- **What this exercise asks**
a) Answer these questions from the text on ovulation issues below, each on its own line: (i) What share of infertility cases do ovulation issues account for? (ii) Which cycle lengths are given as a good predictor of ovulatory dysfunction? (iii) What are the main causes of non-medically related ovulatory dysfunction?
b) For each statement, say yes or no according to the text on ovulation issues below, and quote the words that decide it. (i) A woman who menstruates regularly is always ovulating. (ii) Ovulation issues can occur without any underlying disorder. (iii) Ovulation difficulties can be helped only by medical treatment.
c) Continue the text on ovulation issues below, starting after its final sentence.

- **Source text**
[Start of section]

Issues around ovulation, either irregular ovulation, sever ovulation symptoms or anovulation, account for around 30 – 40% of infertility cases. The presentation can vary greatly. Some women may experience regular menstruation yet not be ovulating, for some women their cycles may vary in length each month making it hard to predict when ovulation is occurring.

For most women, a good predictor of ovulatory dysfunction is when cycles are less than 21 days or longer than 36 days or in some cases women may have no menstrual bleeding at all.  This may be related to conditions such as Poly Cystic Ovarian Syndrome (PCOS) or thyroid imbalance. However it is common to present with ovulation issues without the presence of any underlying disorders.

Ovulation symptoms and signs are a great way to help know when you’re ovulating and discover your unique fertile window.  Ovulation symptoms can vary however there are certain ovulation symptoms and signs which are similar in everyone.  Knowing and recognising these ovulation symptoms is a great way to improve your chances of getting pregnant.

The main causes for non-medically related ovulatory dysfunction include

  • Very low body weight

  • Obesity

  • High stress levels

  • Excessive exercise

 

Treatments

If you are experiencing ovulation issues, it is important to seek the advice of your Health Care Professional.  There are also dietary and lifestyle modifications that can be useful in helping to resolve ovulation difficulties.

[End of section]

- **Entries supplied**

[Start of section]

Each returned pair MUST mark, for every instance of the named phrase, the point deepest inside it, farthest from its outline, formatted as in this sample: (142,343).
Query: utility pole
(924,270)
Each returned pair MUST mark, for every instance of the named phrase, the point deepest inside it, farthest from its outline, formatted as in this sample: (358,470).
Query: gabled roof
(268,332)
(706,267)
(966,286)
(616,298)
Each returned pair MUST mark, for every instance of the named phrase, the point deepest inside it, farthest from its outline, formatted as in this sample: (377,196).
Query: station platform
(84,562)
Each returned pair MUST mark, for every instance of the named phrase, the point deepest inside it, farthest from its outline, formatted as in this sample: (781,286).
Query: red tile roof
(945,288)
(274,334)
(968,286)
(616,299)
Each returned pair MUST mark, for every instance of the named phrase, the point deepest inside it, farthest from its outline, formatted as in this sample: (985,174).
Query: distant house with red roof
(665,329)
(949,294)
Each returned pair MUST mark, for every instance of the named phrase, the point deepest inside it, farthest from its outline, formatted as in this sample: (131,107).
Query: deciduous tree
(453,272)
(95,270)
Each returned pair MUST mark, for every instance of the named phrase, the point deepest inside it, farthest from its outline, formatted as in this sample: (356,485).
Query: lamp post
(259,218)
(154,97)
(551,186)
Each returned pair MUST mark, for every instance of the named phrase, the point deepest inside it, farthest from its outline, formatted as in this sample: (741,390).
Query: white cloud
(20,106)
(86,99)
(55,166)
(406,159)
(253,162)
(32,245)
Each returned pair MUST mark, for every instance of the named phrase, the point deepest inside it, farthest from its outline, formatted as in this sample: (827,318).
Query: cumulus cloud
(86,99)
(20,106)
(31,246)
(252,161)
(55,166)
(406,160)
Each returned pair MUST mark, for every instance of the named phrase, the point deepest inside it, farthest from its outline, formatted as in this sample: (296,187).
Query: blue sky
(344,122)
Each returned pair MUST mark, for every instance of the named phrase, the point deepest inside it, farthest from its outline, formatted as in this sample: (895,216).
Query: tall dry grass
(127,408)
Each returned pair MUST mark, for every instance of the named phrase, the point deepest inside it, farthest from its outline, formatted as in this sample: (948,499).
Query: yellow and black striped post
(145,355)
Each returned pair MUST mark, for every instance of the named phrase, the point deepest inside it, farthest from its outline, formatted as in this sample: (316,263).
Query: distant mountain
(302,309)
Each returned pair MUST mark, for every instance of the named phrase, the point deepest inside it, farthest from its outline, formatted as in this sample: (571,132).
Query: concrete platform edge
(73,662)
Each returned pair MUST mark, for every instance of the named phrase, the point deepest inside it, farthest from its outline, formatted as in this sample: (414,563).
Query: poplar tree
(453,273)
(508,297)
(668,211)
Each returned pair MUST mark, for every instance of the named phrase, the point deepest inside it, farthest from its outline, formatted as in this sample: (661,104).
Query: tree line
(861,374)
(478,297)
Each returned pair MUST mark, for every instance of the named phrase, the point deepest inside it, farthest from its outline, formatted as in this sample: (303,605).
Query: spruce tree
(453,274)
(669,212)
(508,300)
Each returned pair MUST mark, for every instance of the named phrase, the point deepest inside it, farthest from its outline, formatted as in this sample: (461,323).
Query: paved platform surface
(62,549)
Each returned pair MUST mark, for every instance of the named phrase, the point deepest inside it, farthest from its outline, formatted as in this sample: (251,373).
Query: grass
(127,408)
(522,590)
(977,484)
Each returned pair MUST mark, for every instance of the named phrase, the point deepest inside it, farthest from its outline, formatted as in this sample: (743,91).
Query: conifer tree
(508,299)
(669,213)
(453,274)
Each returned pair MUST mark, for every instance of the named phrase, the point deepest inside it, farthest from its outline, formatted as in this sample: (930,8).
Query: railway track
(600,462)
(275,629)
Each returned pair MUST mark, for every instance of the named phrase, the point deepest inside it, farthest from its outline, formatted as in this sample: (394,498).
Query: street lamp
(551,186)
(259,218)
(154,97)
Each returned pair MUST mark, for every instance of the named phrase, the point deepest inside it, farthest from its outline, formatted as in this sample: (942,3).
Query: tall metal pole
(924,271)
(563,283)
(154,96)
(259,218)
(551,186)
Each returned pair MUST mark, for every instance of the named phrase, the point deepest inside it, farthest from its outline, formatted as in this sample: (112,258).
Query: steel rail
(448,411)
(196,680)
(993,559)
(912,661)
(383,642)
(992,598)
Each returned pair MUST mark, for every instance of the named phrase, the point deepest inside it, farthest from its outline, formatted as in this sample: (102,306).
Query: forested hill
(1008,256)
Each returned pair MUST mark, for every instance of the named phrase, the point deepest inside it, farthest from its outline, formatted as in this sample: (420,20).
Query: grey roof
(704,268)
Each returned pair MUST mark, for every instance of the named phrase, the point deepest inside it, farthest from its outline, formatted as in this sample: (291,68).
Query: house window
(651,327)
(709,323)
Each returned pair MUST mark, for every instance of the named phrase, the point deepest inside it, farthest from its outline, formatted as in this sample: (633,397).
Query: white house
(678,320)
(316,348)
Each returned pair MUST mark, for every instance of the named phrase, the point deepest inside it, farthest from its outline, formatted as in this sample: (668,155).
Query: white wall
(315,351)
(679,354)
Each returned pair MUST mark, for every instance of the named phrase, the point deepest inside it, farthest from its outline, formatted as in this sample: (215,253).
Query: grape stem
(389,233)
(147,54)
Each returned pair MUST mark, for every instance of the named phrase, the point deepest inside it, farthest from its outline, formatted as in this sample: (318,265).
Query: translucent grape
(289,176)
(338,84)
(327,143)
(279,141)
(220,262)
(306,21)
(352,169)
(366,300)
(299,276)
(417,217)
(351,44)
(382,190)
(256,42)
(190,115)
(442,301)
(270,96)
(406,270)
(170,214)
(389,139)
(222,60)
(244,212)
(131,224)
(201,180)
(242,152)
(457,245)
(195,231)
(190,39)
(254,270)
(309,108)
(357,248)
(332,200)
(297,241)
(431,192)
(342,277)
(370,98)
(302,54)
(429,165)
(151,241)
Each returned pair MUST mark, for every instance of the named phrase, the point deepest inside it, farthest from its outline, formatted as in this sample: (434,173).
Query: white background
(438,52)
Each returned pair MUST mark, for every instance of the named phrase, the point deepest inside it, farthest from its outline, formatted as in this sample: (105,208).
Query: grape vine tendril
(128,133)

[End of section]

- **Answers to the problems**
a)
(i) Around 30–40%.
(ii) Cycles less than 21 days or longer than 36 days.
(iii) Very low body weight, obesity, high stress levels and excessive exercise.

b)
(i) No: "Some women may experience regular menstruation yet not be ovulating"
(ii) Yes: "However it is common to present with ovulation issues without the presence of any underlying disorders."
(iii) No: "There are also dietary and lifestyle modifications that can be useful in helping to resolve ovulation difficulties."

c)
Diet

If very low or very high body weight is suspected to be the cause of ovulation dysfunction, then addressing the diet is very important.  You may be interested in reading The Fertility Diet which can help you reach and maintain a healthy weight as well as helping to provide key nutrients to support fertility.  You can access a FREE introduction to the Fertility Diet here.

Exercise

Either excessive or lack of exercise can contribute to fertility issues, particularly anovuation.  When trying to fall pregnant and support ovulation, certain exercises are better than others.  Check out our top fertility and preconception exerciese and lifestyle tips.

Stress

Stress is one of the biggest lifestyle factors affecting fertility, particularly ovulation symptoms and dysfunction.  Chronic, high level stress places the body in constant fight or flight mode. This triggers the release of adrenaline and cortisol, which can be beneficial stimulants in cases of acute stress but negatively impact health when they remain chronically high.  This is not conducive to carrying a baby. During times of high stress ovulation can be erratic or may stop completely.  Read more about how stress impacts ovulation and what you can do.  The psychology of fertility is often forgotten or neglected in the fertility process.  Don’t underestimate the impact stress can have on your ability to fall pregnant.

Nutritional support

Zinc

Zinc plays a role in supporting healthy ovulation and fertilisation and may be beneficial where ovulation symptoms and ovulatory dysfunction are present.

Vitamin B6

Vitamin B6 plays an important role in hormone production and regulation. Vitamin B6 can be beneficial to support healthy hormone balance to aid healthy ovulation and help reduce ovulation symptoms. Supplementation of vitamin B6 can be particularly beneficial to help stimulate ovulation in those coming off hormonal contraception, as these medications can deplete the body of B6.

Herbal support

Vitex-agnus castus (Chaste Tree Berry)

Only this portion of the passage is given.